▸ **Your instructions**:
Copy these lines word for word.

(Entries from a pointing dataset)

>>>

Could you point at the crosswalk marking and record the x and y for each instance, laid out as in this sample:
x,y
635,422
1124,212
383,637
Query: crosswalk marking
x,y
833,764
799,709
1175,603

<<<

▸ **Reply**:
Could you point at the crosswalk marking and record the x and y for each instance, laid out as in this sample:
x,y
635,422
1124,212
383,637
Query: crosswalk marking
x,y
833,764
799,709
1175,603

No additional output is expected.